**Directions for this task**
Please gather every line of the listing below that contains the string "roof". Matching is case-sensitive.

**Extracted records**
------------------------------------------------------------

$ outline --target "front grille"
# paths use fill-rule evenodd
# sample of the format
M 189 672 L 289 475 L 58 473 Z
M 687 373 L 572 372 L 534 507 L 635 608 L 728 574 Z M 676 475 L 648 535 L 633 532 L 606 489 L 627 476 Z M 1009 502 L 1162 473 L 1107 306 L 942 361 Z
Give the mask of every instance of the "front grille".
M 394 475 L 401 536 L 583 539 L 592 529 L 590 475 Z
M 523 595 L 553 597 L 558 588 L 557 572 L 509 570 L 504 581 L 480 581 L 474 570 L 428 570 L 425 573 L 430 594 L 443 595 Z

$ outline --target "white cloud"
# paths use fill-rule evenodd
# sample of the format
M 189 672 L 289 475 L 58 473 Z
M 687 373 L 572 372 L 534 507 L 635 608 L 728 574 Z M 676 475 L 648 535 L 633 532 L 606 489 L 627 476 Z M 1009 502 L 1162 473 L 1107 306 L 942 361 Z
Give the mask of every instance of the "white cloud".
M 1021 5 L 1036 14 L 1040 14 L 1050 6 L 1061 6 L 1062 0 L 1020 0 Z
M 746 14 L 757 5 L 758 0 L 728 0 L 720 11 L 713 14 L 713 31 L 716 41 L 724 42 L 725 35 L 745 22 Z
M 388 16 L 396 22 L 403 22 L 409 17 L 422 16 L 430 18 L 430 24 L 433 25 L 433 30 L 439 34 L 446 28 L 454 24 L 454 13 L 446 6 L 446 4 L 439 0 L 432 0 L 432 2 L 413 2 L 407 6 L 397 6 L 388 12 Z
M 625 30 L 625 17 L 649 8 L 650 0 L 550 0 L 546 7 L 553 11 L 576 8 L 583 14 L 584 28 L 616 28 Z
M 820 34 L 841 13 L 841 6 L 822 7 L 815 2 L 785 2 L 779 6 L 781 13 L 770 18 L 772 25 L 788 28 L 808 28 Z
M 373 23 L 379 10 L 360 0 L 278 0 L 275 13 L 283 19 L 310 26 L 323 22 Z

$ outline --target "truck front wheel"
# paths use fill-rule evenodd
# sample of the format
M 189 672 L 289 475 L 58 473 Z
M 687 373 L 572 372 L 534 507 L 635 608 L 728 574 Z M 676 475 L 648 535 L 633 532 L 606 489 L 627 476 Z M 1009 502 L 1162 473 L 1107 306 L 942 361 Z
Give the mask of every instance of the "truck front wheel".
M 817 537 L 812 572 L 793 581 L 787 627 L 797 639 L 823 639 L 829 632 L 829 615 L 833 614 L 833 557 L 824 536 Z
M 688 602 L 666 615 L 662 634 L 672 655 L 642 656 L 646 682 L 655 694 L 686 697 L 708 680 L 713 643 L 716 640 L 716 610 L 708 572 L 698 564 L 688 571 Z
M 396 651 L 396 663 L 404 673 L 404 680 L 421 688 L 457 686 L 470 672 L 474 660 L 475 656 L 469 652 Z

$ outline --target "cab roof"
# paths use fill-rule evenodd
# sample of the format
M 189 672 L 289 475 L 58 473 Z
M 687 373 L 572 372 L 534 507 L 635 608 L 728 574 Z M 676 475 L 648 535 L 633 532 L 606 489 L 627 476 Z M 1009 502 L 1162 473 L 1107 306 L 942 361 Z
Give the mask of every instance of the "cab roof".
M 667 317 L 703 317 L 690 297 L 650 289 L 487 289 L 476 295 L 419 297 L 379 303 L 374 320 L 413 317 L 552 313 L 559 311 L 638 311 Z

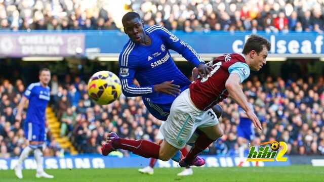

------------------------------------------------------------

**Final result**
$ outline --target "cab roof"
Give the mask of every instance of the "cab roof".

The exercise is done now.